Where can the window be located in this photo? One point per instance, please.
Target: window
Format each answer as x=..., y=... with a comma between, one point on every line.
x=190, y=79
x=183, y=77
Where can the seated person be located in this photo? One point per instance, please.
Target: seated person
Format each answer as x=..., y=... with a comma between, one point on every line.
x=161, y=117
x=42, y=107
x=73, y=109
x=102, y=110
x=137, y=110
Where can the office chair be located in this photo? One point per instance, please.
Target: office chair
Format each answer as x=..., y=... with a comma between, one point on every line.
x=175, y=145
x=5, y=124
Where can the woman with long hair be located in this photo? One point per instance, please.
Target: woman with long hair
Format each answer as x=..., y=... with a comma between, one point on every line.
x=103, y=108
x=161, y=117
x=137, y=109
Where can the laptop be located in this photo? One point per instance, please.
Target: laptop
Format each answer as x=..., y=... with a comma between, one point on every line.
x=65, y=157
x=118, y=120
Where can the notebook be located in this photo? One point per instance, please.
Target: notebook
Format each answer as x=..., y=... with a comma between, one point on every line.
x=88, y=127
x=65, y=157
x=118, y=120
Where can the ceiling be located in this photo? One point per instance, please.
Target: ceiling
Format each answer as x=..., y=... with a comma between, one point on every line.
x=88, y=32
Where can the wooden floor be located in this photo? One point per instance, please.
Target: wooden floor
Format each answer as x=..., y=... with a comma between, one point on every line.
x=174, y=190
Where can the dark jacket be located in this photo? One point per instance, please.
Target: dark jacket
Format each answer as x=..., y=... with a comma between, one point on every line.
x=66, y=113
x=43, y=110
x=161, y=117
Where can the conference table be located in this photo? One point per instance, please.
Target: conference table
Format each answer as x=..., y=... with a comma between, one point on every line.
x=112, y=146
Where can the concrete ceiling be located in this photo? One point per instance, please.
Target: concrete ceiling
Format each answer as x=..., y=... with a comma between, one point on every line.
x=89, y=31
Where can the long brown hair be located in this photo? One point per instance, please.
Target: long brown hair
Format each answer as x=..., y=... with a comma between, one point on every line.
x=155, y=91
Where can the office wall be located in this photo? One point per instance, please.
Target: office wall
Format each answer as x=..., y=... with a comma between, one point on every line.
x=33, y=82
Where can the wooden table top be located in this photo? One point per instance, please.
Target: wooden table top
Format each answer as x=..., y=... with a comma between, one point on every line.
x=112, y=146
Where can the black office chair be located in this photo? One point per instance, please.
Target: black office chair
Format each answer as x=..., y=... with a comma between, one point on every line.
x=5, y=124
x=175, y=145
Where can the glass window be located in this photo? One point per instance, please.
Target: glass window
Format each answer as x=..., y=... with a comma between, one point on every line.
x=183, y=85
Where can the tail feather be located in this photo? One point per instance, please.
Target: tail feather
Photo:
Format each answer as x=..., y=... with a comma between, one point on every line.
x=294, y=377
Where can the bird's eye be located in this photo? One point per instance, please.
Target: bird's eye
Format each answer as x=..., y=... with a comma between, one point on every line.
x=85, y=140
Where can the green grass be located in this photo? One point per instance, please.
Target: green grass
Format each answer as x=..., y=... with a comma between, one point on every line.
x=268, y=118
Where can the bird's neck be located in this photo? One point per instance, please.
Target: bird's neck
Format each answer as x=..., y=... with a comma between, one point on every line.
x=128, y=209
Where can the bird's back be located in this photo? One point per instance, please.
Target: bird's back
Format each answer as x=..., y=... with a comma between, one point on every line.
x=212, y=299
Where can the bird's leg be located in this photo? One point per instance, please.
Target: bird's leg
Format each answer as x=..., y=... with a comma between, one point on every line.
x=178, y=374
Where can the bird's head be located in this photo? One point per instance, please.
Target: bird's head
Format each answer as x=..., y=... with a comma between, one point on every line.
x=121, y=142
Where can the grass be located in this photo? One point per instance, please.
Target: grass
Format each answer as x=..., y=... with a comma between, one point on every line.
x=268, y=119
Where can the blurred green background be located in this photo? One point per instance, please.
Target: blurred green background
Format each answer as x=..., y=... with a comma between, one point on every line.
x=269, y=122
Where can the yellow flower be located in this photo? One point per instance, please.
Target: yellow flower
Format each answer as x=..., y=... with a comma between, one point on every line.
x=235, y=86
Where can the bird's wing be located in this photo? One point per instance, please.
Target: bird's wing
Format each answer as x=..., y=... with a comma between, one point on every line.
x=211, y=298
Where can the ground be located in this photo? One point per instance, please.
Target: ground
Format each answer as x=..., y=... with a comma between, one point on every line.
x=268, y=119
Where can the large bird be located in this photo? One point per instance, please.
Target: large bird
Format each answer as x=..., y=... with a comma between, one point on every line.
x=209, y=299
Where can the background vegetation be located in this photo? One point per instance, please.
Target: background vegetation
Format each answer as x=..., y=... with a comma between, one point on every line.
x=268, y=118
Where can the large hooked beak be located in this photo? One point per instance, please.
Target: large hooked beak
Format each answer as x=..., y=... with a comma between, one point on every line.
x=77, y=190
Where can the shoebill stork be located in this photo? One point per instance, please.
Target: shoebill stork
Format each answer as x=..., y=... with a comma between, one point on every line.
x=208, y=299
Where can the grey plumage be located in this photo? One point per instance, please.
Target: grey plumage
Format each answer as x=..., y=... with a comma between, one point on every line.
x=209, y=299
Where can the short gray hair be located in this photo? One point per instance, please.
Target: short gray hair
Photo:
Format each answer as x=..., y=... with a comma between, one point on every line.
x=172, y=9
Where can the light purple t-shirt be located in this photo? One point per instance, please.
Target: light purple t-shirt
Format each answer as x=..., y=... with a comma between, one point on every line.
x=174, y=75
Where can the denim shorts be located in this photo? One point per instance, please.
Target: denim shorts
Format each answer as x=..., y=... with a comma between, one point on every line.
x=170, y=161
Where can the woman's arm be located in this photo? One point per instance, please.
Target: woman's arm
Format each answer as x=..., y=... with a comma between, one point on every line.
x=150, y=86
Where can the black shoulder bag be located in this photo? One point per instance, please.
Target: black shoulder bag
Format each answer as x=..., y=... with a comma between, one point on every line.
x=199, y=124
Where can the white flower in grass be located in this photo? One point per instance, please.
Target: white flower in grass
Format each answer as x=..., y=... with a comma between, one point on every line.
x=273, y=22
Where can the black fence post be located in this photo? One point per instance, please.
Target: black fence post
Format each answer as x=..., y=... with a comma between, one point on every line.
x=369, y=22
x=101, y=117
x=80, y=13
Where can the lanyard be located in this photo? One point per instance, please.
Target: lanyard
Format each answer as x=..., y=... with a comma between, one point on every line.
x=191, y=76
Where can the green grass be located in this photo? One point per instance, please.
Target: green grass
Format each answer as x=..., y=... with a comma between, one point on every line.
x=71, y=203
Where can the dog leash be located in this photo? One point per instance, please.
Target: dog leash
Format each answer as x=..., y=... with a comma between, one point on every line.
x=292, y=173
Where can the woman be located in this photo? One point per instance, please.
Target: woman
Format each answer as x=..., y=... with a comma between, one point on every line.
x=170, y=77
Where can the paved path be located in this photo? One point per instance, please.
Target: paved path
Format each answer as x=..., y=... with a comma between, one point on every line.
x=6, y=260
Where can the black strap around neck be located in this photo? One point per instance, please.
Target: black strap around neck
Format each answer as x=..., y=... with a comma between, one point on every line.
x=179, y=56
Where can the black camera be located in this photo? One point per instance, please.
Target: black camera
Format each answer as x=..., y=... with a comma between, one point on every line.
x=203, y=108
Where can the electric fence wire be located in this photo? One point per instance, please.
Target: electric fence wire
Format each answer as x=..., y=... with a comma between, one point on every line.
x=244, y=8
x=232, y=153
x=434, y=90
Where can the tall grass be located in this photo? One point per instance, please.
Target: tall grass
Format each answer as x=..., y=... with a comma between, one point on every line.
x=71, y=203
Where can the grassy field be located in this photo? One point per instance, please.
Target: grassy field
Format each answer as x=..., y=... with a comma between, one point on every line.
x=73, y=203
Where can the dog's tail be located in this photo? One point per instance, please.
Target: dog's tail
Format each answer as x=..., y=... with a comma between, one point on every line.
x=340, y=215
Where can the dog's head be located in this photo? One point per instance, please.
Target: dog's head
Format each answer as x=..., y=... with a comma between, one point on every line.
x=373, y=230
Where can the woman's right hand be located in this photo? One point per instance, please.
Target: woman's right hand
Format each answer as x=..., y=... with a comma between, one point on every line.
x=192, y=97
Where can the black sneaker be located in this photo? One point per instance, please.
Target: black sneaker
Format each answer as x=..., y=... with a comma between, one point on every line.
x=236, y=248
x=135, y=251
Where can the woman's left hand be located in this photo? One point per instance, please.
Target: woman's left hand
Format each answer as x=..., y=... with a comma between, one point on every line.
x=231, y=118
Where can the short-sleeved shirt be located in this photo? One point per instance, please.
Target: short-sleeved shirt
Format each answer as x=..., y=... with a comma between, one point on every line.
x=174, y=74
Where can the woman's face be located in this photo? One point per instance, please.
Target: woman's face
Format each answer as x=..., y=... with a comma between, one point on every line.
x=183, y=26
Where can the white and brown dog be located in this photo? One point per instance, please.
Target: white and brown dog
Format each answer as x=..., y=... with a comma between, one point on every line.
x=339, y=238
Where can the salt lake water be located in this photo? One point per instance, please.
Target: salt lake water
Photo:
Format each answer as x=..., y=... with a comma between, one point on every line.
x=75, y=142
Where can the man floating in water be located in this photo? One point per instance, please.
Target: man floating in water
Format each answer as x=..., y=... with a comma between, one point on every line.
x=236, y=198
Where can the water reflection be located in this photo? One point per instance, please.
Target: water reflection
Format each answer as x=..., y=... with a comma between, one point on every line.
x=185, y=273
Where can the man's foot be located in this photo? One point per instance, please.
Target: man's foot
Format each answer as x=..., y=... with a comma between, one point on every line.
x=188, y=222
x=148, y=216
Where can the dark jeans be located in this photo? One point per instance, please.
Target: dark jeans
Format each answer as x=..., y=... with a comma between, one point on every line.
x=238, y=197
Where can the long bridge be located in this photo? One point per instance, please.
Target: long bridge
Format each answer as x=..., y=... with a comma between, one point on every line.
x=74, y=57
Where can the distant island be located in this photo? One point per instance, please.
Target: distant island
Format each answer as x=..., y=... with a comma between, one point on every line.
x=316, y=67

------

What this task involves ▸ Give the data above as a numbered list, from the line with "Where can the dog leash" to the line with "x=434, y=90", both included, omitting any blank lines.

Answer to this task ▸
1. Where can the dog leash be located in this photo? One point per instance, please.
2. Target: dog leash
3. Format each answer as x=..., y=... with a comma between, one point on every line.
4. x=292, y=173
5. Where can the woman be located in this photo? One point per instance, please.
6. Target: woman
7. Format each answer as x=..., y=... with a comma between, one point on every line.
8. x=170, y=77
9. Where can the paved path be located in this photo? One point per instance, please.
10. Target: paved path
11. Format each answer as x=..., y=... with a comma between, one point on every line.
12. x=6, y=260
13. Where can the black strap around neck be located in this photo? One point per instance, please.
14. Target: black strap around neck
15. Format each answer as x=..., y=... with a comma between, one point on every line.
16. x=179, y=56
17. Where can the black camera be located in this photo? One point per instance, please.
18. Target: black camera
19. Format each answer as x=..., y=... with a comma between, one point on every line.
20. x=203, y=108
21. Where can the electric fence wire be located in this photo? One point per instance, please.
22. Target: electric fence wire
23. Format each answer as x=..., y=... with a comma between, one point on every line.
24. x=244, y=8
25. x=232, y=153
26. x=434, y=90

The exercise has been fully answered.